* START Available records *

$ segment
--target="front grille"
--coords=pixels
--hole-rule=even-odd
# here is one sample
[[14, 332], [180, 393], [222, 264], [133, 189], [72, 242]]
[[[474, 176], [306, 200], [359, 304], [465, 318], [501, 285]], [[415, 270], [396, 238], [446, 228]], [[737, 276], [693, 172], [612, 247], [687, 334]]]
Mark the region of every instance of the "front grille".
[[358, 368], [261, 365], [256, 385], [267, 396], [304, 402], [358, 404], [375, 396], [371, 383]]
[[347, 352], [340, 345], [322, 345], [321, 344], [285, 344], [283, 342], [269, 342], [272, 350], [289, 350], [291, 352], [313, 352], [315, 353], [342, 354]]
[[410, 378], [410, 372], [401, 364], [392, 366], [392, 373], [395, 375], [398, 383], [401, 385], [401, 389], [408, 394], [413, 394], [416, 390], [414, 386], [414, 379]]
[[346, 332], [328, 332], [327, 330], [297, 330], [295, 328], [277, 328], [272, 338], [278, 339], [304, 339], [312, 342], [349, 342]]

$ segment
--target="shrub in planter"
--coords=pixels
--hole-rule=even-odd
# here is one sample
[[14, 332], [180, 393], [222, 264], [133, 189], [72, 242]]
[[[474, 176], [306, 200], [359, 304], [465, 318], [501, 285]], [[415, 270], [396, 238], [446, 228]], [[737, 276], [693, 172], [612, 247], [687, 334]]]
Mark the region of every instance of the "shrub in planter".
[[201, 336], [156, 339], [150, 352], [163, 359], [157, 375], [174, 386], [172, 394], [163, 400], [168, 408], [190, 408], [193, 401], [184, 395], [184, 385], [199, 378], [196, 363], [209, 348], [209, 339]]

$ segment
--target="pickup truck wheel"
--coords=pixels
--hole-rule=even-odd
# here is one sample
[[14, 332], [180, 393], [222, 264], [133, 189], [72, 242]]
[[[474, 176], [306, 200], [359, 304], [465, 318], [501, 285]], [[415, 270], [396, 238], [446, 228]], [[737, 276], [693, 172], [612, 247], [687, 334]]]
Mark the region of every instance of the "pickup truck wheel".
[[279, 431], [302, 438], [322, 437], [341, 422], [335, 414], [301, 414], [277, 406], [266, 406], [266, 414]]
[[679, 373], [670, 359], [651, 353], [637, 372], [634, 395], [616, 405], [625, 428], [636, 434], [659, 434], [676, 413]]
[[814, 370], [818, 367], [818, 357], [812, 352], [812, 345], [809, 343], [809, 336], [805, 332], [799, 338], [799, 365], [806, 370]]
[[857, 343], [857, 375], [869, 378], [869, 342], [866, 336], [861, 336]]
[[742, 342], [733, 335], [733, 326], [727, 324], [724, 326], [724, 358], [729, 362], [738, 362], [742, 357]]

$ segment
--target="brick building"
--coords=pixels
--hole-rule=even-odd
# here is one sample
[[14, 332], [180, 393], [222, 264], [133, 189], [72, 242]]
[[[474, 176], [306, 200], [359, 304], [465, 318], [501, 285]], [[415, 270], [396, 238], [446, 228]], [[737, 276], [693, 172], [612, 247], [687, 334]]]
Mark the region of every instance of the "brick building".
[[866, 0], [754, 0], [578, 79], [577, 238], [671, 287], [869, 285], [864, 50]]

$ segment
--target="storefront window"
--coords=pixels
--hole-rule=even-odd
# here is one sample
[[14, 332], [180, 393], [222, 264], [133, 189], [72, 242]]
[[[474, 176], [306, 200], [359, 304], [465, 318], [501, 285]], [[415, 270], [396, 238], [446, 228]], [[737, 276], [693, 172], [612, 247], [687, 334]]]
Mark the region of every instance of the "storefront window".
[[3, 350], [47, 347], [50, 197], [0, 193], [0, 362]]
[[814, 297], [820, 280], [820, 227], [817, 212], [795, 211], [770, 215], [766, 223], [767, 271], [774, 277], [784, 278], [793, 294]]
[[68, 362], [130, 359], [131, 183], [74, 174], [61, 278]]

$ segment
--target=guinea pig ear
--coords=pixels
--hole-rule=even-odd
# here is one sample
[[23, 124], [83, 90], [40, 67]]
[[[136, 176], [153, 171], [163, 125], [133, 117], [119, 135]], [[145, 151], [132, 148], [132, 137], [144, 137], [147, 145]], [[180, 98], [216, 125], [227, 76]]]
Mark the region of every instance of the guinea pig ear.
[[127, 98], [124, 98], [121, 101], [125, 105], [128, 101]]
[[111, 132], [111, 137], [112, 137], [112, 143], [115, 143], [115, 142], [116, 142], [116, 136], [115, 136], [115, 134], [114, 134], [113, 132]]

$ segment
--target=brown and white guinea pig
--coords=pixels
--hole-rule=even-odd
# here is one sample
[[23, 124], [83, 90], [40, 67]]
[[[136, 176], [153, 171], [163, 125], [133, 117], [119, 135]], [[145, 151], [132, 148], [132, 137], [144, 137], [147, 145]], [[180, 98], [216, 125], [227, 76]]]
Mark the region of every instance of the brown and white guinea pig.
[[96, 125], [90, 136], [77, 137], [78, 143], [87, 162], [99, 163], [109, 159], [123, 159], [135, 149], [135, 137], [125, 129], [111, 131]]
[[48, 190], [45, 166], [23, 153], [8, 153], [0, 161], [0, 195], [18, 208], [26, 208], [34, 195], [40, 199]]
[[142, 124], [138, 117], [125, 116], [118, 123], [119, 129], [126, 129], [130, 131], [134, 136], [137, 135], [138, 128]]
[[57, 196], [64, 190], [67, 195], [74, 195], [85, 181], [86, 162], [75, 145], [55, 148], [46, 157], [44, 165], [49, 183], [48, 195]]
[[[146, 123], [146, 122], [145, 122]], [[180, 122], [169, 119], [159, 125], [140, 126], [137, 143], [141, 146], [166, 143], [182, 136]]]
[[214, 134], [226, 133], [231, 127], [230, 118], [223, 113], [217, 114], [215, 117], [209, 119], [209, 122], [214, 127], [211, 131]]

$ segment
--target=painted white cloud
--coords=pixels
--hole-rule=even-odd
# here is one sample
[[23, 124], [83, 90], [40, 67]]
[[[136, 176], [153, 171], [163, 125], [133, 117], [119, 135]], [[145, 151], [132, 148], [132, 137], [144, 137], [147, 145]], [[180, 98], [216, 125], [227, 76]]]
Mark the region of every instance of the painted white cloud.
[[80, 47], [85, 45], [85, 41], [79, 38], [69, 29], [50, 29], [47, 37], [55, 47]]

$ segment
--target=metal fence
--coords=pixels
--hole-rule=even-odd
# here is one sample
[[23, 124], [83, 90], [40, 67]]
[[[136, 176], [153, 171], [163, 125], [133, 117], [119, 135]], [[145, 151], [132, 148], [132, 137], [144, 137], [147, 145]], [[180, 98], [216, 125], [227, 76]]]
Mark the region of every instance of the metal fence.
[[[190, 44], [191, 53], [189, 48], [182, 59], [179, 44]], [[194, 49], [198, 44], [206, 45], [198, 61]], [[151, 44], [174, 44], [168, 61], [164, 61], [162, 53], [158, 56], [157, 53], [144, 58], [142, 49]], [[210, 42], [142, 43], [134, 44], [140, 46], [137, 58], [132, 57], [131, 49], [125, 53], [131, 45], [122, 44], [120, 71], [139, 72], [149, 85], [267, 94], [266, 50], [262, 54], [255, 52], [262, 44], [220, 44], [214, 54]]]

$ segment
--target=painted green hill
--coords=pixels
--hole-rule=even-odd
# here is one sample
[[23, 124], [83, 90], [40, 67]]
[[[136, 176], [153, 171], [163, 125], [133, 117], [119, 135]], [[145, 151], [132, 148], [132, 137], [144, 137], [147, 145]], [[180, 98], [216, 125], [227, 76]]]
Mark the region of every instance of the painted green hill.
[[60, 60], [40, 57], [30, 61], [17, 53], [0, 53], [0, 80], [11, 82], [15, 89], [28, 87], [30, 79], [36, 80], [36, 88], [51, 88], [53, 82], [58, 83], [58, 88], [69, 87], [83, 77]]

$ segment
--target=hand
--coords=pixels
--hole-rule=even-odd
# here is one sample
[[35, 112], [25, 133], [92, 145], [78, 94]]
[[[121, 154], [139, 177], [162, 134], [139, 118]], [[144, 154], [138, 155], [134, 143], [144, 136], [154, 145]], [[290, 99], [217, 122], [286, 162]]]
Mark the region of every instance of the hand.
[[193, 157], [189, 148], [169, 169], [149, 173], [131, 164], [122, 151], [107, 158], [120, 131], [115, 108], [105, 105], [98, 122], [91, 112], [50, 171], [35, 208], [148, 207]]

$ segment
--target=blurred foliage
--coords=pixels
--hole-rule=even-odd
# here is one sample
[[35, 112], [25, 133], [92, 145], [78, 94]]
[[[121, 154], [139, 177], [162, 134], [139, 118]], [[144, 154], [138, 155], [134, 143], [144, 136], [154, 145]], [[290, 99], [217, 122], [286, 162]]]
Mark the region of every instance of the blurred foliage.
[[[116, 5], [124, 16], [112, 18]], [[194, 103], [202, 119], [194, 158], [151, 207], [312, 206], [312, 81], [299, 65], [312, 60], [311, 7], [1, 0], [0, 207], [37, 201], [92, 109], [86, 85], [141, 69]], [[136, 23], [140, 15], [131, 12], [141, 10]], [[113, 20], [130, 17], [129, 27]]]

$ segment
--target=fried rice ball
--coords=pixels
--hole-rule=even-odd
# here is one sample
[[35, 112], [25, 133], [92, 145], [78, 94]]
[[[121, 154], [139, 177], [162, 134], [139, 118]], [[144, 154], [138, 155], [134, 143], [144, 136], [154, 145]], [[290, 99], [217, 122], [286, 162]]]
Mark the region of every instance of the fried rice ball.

* END Available records *

## Your goal
Show each line in the rows above that contains the string "building", copied in full.

## Problem solution
--target="brick building"
Mark the region of every instance of the "brick building".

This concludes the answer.